▶ **AIM**: Switch "and nothing more" to "and nothing else" wherever it appears in the items below, and write all of the items out again with no other changes.

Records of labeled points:
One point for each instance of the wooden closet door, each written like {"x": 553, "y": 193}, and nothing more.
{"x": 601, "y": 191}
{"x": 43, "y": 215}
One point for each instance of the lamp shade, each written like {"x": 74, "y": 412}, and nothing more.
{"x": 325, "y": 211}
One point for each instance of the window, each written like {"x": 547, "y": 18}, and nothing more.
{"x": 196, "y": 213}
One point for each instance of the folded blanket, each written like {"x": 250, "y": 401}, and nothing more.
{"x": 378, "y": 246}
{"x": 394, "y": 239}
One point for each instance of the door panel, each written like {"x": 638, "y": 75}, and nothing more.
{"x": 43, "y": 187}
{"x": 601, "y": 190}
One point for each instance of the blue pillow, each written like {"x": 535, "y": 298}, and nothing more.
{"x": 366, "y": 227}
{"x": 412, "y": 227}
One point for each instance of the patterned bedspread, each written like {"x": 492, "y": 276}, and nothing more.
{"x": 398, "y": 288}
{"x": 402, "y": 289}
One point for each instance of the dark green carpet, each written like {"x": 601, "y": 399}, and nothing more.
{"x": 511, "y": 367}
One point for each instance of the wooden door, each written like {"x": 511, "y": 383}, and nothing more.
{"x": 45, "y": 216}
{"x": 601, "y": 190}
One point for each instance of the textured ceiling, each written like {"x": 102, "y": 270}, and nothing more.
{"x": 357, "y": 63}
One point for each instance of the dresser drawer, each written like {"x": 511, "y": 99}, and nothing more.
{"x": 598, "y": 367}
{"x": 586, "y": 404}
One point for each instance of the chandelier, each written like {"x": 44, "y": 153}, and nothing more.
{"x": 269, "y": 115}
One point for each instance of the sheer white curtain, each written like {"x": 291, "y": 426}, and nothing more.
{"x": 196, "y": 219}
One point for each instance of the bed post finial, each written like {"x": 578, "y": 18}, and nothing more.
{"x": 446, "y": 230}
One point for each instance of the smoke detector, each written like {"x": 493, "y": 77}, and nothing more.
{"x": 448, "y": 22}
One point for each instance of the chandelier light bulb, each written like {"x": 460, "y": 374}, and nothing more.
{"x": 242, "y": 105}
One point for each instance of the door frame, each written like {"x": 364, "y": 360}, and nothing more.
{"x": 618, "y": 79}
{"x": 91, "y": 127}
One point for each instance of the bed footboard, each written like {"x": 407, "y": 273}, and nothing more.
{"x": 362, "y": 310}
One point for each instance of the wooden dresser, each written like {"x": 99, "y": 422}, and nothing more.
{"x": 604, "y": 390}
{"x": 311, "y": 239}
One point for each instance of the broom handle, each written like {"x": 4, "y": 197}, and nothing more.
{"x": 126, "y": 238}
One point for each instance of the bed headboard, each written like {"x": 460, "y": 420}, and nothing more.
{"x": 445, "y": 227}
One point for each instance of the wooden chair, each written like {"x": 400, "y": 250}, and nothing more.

▶ **FINISHED ANSWER**:
One point for each instance of the wooden closet door, each written like {"x": 553, "y": 193}, and nothing else.
{"x": 601, "y": 191}
{"x": 43, "y": 215}
One point for each instance of the lamp shade, each written like {"x": 74, "y": 412}, and nothing else.
{"x": 325, "y": 211}
One point for each instance of the window, each written like {"x": 547, "y": 18}, and nothing else.
{"x": 196, "y": 213}
One point for each instance of the folded blanket, each written like {"x": 250, "y": 401}, and nothing else.
{"x": 378, "y": 246}
{"x": 394, "y": 239}
One point for each instance of the door panel, each written like {"x": 638, "y": 75}, and nothing else.
{"x": 43, "y": 187}
{"x": 601, "y": 190}
One point for each instance of the blue pillow, each written like {"x": 535, "y": 298}, and nothing else.
{"x": 366, "y": 227}
{"x": 412, "y": 227}
One point for each instance of the patterned bedspread, each written like {"x": 492, "y": 276}, and nothing else.
{"x": 398, "y": 288}
{"x": 402, "y": 289}
One point for each instance of the dark green carpet, each written like {"x": 601, "y": 399}, and nothing else.
{"x": 511, "y": 367}
One point for each instance of the wooden door, each written like {"x": 511, "y": 383}, and nothing else.
{"x": 45, "y": 216}
{"x": 601, "y": 190}
One point for each instance of the textured ceiling, each written like {"x": 102, "y": 270}, and nothing else.
{"x": 357, "y": 63}
One point for each instance of the dresser drawer, each written like {"x": 511, "y": 99}, and nothing else.
{"x": 598, "y": 367}
{"x": 586, "y": 404}
One point for each instance of the chandelier, each written like {"x": 44, "y": 153}, and nothing else.
{"x": 269, "y": 115}
One point for each instance of the sheer white curtain, each written like {"x": 291, "y": 426}, and nothing else.
{"x": 196, "y": 219}
One point for each instance of the bed post finial, each written like {"x": 578, "y": 18}, and nothing else.
{"x": 446, "y": 230}
One point for each instance of the smoke detector, each written like {"x": 493, "y": 77}, and nothing else.
{"x": 448, "y": 22}
One point for each instance of the chandelier light bulb, each written like {"x": 460, "y": 374}, and nothing else.
{"x": 242, "y": 105}
One point for each instance of the door frame, each written like {"x": 364, "y": 360}, and nothing else.
{"x": 618, "y": 79}
{"x": 91, "y": 127}
One point for each instance of the bed footboard, each written like {"x": 407, "y": 273}, and nothing else.
{"x": 362, "y": 310}
One point for each instance of the wooden dresser, each written like {"x": 99, "y": 422}, and nothing else.
{"x": 604, "y": 390}
{"x": 311, "y": 239}
One point for each instance of the broom handle, each written like {"x": 4, "y": 197}, and nothing else.
{"x": 126, "y": 238}
One point for each instance of the bed headboard, each written like {"x": 460, "y": 420}, and nothing else.
{"x": 445, "y": 227}
One point for each instance of the wooden chair, each written like {"x": 400, "y": 250}, and nothing else.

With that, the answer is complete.